Top of PROVIDED MATERIAL

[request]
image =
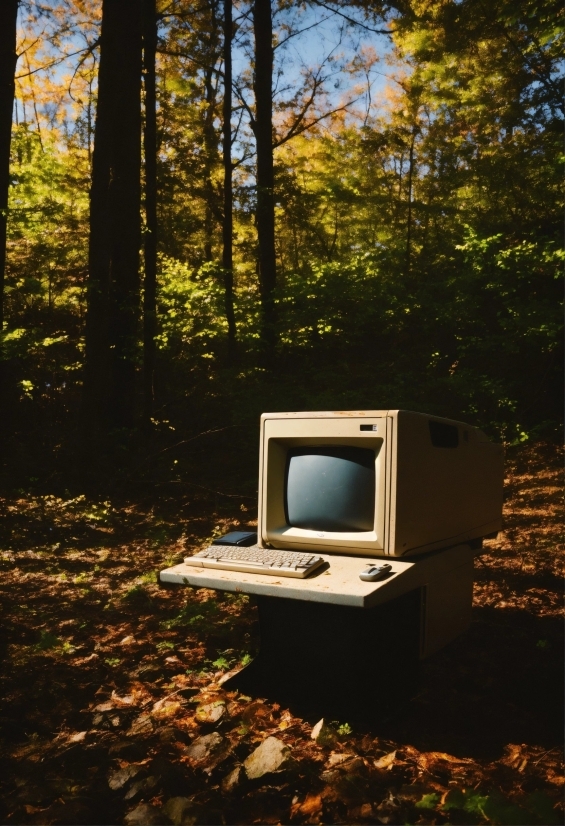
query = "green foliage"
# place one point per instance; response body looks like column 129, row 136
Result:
column 496, row 808
column 198, row 616
column 428, row 801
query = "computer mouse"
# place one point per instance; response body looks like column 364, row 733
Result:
column 374, row 572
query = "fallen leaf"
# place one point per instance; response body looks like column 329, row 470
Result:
column 118, row 779
column 210, row 712
column 385, row 762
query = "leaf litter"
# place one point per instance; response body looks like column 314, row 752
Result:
column 113, row 710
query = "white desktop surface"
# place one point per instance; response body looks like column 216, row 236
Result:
column 339, row 584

Bottom of PROVIDED MATERIAL

> TASK DESCRIPTION
Would you return all of the entries unchanged while omitting the images?

> SOLUTION
[request]
image =
query = "green foliage"
# place one point per instance; response body looks like column 129, row 136
Result:
column 496, row 808
column 198, row 616
column 428, row 801
query = "computer mouse"
# place one point per instance; response body looks like column 364, row 733
Result:
column 374, row 572
query = "fallen leaf"
# place one point per instance; response body looks like column 329, row 470
Result:
column 118, row 779
column 210, row 712
column 385, row 762
query = "leaf litter"
# place one point per instance; response body looks like column 314, row 752
Result:
column 113, row 710
query = "white desktop surface"
# place one point per instance; response body looks like column 216, row 236
Result:
column 339, row 584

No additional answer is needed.